● **Directive**
Present all of the records below as a numbered list, leaving out any blank lines.

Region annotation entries
═══

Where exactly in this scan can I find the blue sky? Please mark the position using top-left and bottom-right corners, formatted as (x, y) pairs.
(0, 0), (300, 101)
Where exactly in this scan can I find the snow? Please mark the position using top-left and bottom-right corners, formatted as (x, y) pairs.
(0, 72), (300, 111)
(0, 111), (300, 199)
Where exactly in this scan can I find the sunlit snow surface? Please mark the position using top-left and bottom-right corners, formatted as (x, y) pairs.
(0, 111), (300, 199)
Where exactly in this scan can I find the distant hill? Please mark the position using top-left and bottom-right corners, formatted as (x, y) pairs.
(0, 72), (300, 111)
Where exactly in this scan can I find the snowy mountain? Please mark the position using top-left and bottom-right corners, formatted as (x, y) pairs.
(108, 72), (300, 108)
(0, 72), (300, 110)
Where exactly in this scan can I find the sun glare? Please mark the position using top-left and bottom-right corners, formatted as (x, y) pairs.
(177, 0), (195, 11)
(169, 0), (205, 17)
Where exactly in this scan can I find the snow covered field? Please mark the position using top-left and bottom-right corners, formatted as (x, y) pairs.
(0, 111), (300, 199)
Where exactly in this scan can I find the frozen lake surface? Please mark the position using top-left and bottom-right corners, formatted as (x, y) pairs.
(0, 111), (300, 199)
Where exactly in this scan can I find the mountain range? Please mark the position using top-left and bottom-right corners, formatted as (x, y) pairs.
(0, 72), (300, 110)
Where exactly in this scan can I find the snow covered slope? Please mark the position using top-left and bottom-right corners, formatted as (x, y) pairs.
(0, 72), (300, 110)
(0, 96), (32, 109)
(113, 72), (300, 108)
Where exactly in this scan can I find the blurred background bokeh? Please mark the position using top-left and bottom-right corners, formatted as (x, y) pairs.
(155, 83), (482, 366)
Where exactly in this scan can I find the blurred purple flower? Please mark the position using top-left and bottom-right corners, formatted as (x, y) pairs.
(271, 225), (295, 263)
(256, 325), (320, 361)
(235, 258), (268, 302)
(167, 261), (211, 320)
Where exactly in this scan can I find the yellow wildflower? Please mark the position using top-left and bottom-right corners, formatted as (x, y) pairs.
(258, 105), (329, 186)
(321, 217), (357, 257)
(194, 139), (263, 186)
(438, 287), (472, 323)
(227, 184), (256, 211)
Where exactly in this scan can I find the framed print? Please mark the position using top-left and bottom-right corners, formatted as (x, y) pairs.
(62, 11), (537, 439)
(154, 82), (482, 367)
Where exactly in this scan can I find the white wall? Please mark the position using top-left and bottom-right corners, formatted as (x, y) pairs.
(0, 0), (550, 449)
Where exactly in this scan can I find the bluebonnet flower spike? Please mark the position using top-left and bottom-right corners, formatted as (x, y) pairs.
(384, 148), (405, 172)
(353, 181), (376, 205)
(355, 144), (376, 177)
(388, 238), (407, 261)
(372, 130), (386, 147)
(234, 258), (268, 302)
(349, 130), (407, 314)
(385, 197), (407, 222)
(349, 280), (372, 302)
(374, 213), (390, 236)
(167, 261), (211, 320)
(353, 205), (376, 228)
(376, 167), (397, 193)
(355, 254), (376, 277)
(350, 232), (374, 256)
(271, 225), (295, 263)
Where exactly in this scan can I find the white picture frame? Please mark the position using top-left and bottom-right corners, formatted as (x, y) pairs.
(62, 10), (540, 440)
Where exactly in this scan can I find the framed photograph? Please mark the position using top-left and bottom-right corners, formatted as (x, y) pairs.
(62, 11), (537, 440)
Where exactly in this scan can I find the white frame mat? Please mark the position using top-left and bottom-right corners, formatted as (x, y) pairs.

═══

● **Written reply**
1. Where exactly in this scan can I find the blue sky? Please mark the position using top-left and bottom-right corners, formatted as (x, y) pairs.
2. (0, 0), (300, 101)
3. Where exactly in this scan can I find the snow? Please mark the position using top-left and bottom-right corners, formatted as (x, y) pairs.
4. (0, 72), (300, 111)
5. (0, 111), (300, 199)
6. Where exactly in this scan can I find the sunlit snow surface? Please mark the position using top-left and bottom-right corners, formatted as (x, y) pairs.
7. (0, 111), (300, 199)
8. Where exactly in this scan can I find the distant hill? Please mark the position using top-left and bottom-right corners, formatted as (x, y) pairs.
9. (0, 72), (300, 111)
10. Where exactly in this scan can I find the snowy mountain? Please mark the position using top-left and bottom-right corners, formatted as (x, y) pairs.
11. (108, 72), (300, 108)
12. (0, 72), (300, 110)
13. Where exactly in this scan can I find the sun glare? Please mark the position using top-left and bottom-right corners, formatted as (x, y) pairs.
14. (177, 0), (195, 11)
15. (169, 0), (205, 17)
16. Where exactly in this scan can I find the snow covered field? Please mark the position using top-left and bottom-right corners, formatted as (x, y) pairs.
17. (0, 111), (300, 199)
18. Where exactly in this scan can I find the frozen lake surface? Please mark the position using top-left and bottom-right corners, formatted as (x, y) pairs.
19. (0, 111), (300, 199)
20. Where exactly in this scan can I find the mountain range? Please mark the position using top-left and bottom-right corners, formatted as (x, y) pairs.
21. (0, 72), (300, 110)
22. Where exactly in this scan can I find the snow covered slope? Please mark the position using top-left and bottom-right corners, formatted as (x, y) pairs.
23. (0, 72), (300, 110)
24. (0, 96), (32, 109)
25. (113, 72), (300, 108)
26. Where exactly in this scan can I find the blurred background bokeh? Please mark the position using top-left and bottom-right corners, formatted as (x, y) pairs.
27. (155, 83), (482, 366)
28. Where exactly in this scan can I find the blurred purple flower? Please mark the position using top-left and bottom-right corners, formatted as (x, y) pairs.
29. (271, 225), (295, 263)
30. (256, 325), (320, 361)
31. (235, 258), (268, 302)
32. (167, 261), (211, 320)
33. Where exactly in this scan can I find the yellow wildflower? Please mark the position using top-left and bottom-right corners, formatted as (x, y) pairs.
34. (258, 105), (329, 186)
35. (321, 217), (357, 257)
36. (194, 139), (263, 186)
37. (438, 287), (472, 323)
38. (227, 184), (256, 211)
39. Where exactly in this scan can I find the framed print? Please mark the position using top-left and bottom-right corners, formatted as (x, y) pairs.
40. (62, 11), (537, 439)
41. (154, 82), (482, 367)
42. Where exactly in this scan can I find the white wall? Please mark the position using top-left and bottom-right corners, formatted as (x, y) pairs.
43. (0, 0), (550, 449)
44. Where exactly in this scan can I find the bluebonnet flower spike? Please mark the position using top-left and bottom-right corners, formatted as (x, y) pairs.
45. (384, 148), (405, 172)
46. (353, 181), (376, 205)
47. (355, 144), (376, 177)
48. (388, 238), (407, 261)
49. (372, 130), (386, 147)
50. (234, 258), (268, 302)
51. (349, 130), (407, 314)
52. (385, 197), (407, 222)
53. (349, 280), (372, 302)
54. (374, 213), (390, 236)
55. (167, 261), (211, 320)
56. (353, 205), (376, 228)
57. (376, 167), (397, 193)
58. (355, 254), (376, 277)
59. (350, 232), (374, 256)
60. (271, 225), (295, 263)
61. Where exactly in this scan can I find the white picture frame? Please mark the position using top-left and bottom-right corners, formatted as (x, y) pairs.
62. (62, 10), (540, 440)
63. Where exactly in this scan can I find the framed photograph? Please mark the position using top-left and bottom-right corners, formatted as (x, y) pairs.
64. (62, 11), (537, 440)
65. Where exactly in this scan can I find the white frame mat? Please mark the position using top-left and bottom-right corners, formatted as (x, y) pairs.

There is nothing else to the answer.